◆ **Instruction**: Write out, word for word, the part of the passage on the 1820 settlers that opens with the words containing "It was the year" and closes with "need his ministry.".
*** Selected excerpt
It was the year 1820 when a ships from Britain came bearing a squashed group of 4000 hopeful English came upon the shores of Cape Town. A land of hope lay ahead of the these familes, who had been selected out of a group of some 90 000- all of whom fleeing the rising unemployment facing Britian after the Napoleonic wars.
On the ship was a young Methodist minister whose longed not to escape England, but to preach the gospel.Little did he know how powerful a impact he would have in history. The Cape was very different from the place of his birth in Glasgow, but William Shaw didn’t mind that. Ever since his conversion when he was 17 he knew he wanted to proclaim the gospel and minister to peoples spiritual needs. The group of people he travelled with to Africa would need his ministry.
******
*** Data shown
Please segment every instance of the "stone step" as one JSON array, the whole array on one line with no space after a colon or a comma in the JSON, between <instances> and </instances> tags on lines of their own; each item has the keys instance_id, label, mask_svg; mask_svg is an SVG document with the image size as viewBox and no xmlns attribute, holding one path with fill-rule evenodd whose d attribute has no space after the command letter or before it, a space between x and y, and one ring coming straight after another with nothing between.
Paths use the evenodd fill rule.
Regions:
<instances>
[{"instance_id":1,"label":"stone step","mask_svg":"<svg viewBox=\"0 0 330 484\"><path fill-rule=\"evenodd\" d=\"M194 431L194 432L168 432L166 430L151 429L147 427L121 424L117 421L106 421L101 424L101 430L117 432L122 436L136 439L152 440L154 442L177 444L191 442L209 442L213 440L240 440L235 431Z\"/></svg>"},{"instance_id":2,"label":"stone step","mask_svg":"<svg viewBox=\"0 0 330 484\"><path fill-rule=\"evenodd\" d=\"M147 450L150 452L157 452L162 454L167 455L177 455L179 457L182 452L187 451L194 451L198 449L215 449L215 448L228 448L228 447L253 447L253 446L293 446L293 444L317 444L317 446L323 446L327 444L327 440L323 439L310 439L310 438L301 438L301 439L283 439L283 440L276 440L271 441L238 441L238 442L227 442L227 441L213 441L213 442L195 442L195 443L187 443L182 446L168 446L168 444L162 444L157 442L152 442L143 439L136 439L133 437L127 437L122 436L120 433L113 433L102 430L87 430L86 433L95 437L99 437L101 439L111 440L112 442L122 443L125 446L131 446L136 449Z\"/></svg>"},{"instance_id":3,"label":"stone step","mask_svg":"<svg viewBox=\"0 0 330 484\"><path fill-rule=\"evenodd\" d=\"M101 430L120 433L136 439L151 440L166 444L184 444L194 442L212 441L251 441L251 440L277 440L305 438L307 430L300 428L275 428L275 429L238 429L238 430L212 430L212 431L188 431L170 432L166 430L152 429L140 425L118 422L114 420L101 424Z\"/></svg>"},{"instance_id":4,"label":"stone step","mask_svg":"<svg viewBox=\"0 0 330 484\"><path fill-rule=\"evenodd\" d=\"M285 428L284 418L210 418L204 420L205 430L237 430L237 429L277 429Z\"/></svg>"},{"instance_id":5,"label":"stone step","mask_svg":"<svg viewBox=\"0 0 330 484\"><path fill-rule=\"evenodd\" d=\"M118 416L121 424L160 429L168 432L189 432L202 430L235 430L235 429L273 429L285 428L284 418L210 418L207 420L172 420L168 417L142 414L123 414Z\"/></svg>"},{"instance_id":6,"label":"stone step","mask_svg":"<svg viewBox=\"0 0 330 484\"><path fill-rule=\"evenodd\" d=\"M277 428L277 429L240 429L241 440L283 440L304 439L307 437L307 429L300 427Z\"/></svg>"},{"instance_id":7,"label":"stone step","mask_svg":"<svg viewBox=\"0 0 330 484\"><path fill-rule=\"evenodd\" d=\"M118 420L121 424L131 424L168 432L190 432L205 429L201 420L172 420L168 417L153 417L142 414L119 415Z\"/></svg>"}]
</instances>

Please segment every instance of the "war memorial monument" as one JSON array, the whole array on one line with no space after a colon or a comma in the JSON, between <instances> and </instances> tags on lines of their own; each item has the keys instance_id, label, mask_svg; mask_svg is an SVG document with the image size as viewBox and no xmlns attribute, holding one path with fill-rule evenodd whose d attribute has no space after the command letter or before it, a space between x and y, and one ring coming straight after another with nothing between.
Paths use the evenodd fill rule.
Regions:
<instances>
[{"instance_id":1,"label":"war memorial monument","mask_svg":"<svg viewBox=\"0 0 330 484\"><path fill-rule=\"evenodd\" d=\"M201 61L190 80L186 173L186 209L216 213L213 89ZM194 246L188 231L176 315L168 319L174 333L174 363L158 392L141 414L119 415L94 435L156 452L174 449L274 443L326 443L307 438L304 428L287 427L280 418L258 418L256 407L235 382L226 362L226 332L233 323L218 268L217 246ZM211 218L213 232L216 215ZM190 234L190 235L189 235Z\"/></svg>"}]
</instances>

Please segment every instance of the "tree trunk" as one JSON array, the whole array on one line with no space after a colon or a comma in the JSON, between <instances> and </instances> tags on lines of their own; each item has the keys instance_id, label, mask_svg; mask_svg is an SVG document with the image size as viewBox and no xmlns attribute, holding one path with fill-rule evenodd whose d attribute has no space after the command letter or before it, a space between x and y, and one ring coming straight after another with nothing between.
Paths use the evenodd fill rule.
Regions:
******
◆ **Full answer**:
It was the year 1820 when a ships from Britain came bearing a squashed group of 4000 hopeful English came upon the shores of Cape Town. A land of hope lay ahead of the these familes, who had been selected out of a group of some 90 000- all of whom fleeing the rising unemployment facing Britian after the Napoleonic wars.
On the ship was a young Methodist minister whose longed not to escape England, but to preach the gospel.Little did he know how powerful a impact he would have in history. The Cape was very different from the place of his birth in Glasgow, but William Shaw didn’t mind that. Ever since his conversion when he was 17 he knew he wanted to proclaim the gospel and minister to peoples spiritual needs. The group of people he travelled with to Africa would need his ministry.